Point annotation dataset entries:
>> Begin

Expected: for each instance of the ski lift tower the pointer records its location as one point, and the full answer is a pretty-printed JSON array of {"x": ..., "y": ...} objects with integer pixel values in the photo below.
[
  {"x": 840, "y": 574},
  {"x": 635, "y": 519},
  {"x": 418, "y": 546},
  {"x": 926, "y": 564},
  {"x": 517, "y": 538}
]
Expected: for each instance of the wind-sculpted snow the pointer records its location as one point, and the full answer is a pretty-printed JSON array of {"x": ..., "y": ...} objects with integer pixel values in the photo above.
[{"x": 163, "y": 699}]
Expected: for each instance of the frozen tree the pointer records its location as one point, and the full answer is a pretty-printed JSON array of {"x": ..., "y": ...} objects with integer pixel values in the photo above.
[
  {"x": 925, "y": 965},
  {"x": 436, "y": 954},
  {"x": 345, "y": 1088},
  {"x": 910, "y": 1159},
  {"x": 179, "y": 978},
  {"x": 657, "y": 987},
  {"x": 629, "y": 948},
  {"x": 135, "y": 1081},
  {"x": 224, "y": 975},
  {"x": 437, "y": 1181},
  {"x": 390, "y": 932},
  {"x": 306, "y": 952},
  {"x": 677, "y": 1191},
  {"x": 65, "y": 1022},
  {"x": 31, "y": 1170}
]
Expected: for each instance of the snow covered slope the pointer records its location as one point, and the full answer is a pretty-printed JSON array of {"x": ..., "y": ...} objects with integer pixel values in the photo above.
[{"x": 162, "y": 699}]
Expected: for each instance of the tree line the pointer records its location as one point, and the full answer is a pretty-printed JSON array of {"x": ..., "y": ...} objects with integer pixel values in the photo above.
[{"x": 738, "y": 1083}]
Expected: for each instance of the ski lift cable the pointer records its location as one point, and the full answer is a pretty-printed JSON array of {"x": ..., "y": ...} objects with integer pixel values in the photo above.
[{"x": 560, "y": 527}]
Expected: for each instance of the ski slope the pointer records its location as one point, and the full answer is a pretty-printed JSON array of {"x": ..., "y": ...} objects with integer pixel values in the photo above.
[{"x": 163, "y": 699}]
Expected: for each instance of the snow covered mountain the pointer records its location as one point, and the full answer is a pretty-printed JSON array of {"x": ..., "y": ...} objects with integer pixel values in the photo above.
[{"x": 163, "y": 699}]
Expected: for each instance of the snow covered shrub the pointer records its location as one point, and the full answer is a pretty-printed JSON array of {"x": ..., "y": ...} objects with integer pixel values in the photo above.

>> End

Job →
Copy the entries verbatim from the line holding "Expected: for each instance of the ski slope" through the end of the entries, with both ends included.

Response to this exercise →
Expected: for each instance of the ski slope the pointer records its location as one point, and the full answer is a pretty-printed JSON array of {"x": ..., "y": ...} objects with integer pixel values in the photo above.
[{"x": 163, "y": 699}]
Expected: for each instance of the snow covered mountain the pointer records its location as one point, and the full answer is a pretty-printed JSON array of {"x": ..., "y": ...} objects with integer pixel values in the photo above.
[{"x": 163, "y": 699}]
Expected: for each instance of the snow covered shrub the pointer records its location as one point, and the full answer is a pretty-printed JSON array of {"x": ..., "y": ...} objects with integer pixel values in the photo above.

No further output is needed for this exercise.